▶ PASSAGE GIVEN
# DLP #4: Hugo Alfven's Symphony 3 in E Major



## Robert Gamble (Dec 18, 2016)

Deep Listening Project - Week #4: Submitted by yours truly.

Getting this in a few hours early because tomorrow might be a busy one for me.

I really have no starting comments other than that in my spreadsheet I gave this symphony a 9.5 out of 10. The recording I have is conducted by Neeme Jarvi, but this is the recording I found online for others to listen to:


----------



## Phil loves classical (Feb 8, 2017)

I don’t recall ever listening to this symphony, but I have his Symphony No, 2. There are some interesting chord changes in the first and last movement, I wonder if it’s the Swedish folk style. The 2nd movement is nice, conjures up some nice imagery and sounds. Sometimes I think late/post Romanticism has the best of both worlds, less rigid form, while still traditionally structured.


----------



## Pugg (Aug 8, 2014)

I bought this set once in a charity shop, still on the to do list, thanks yor for your advice!


----------



## Robert Gamble (Dec 18, 2016)

So I listened both to the Jarvi recording (from the set that Pugg posted) and then the Willen performance I linked to in the first post. Both are highly regarded by one review book I have (Third Ear).

Notes from my listening:

1st movement: Takes awhile to get going.. Starts with momentum, stops, gets going again, repeats a few times. I do like the first theme a lot. It seems a bit more coherent and less fragmented in the Willen although the sound seems a bit muddier. 

2nd Movement: Just a lovely slow movement. 

3rd Movement: A bit more of the soft/louder, stop/start type feel with a repeated theme. 

4th Movement: Love the horns in the beginning. Almost seems to have a bit of a quote from the famous theme in the Guillame Tell overture by Rossini. And then I pick up a bit of what sounds like the Lois Lane theme from Superman by John Williams (who is a somewhat notorious borrower of motifs/themes/melodies for his movies). And then something that sounds a lot like Williams does in his Star Wars incidental music. A lot of the alternating tempos/loudness again which seems to be a major characteristic throughout this symphony. The finale is fun though. Lots of forward momentum though a touch of 'stutter' at the end when the trumpets come back in.

▶ DATASET EXTRACT
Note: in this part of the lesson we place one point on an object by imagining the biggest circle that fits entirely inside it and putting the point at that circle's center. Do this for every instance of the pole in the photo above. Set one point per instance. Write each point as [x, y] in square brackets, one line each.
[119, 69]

▶ STATED TASK A
Reproduce everything in the Alfven symphony thread from "Deep Listening Project" down to "still traditionally structured.".
▶ STATED TASK B
Name each distinct username that posts in the Alfven symphony thread.
▶ STATED TASK C
Carry the Alfven symphony thread forward, beginning right after its final sentence.
The data shown above are separate from the thread about Alfven's Third Symphony.

▶ REPLY A
Deep Listening Project - Week #4: Submitted by yours truly.

Getting this in a few hours early because tomorrow might be a busy one for me.

I really have no starting comments other than that in my spreadsheet I gave this symphony a 9.5 out of 10. The recording I have is conducted by Neeme Jarvi, but this is the recording I found online for others to listen to:


----------



## Phil loves classical (Feb 8, 2017)

I don’t recall ever listening to this symphony, but I have his Symphony No, 2. There are some interesting chord changes in the first and last movement, I wonder if it’s the Swedish folk style. The 2nd movement is nice, conjures up some nice imagery and sounds. Sometimes I think late/post Romanticism has the best of both worlds, less rigid form, while still traditionally structured.

▶ REPLY B
Robert Gamble
Phil loves classical
Pugg

▶ REPLY C
After giving this the 'deep listen' treatment, it probably maintains a 9.5 as background due to the 'catchy' themes which I enjoy, but the repetition within each movement gets a touch boring after a bit and the changes in tempo are just a bit too often for me to really enjoy like I do, other symphonies.

Overall I drop the Symphony to a 7.5 - 8.0 when listening fully to it.. Still means I would enjoy hearing it once in awhile, but is certainly not the 'desert island' disk my original rating seems to suggest.


----------



## Phil loves classical (Feb 8, 2017)

The Third Ear companion guide is an interesting book. I don’t always agree with it, but it is the most comprehensive book for most of the recordings available, other than Penguin, but more in-depth in terms of the approach in the recordings than Penguin.


----------



## Becca (Feb 5, 2015)

After never having listened to any Alfven (to my knowledge), I dug into his 3rd, 4th & 5th symphonies and, so far, the 3rd is the only one which resonates with me. I'll wait a few days and give them another try.


----------



## kyjo (Jan 1, 2018)

I very much like Alfven's 3rd Symphony, especially the first two movements. The first movement is filled with bounding, joyous energy and memorable tunes, and the slow movement is absolutely gorgeous with a haunting cor anglais solo in the spirit of Dvorak's 9th. The final two movements contains some parts that are rather banal to my ears, but certainly have their enjoyable moments.


----------



## Robert Gamble (Dec 18, 2016)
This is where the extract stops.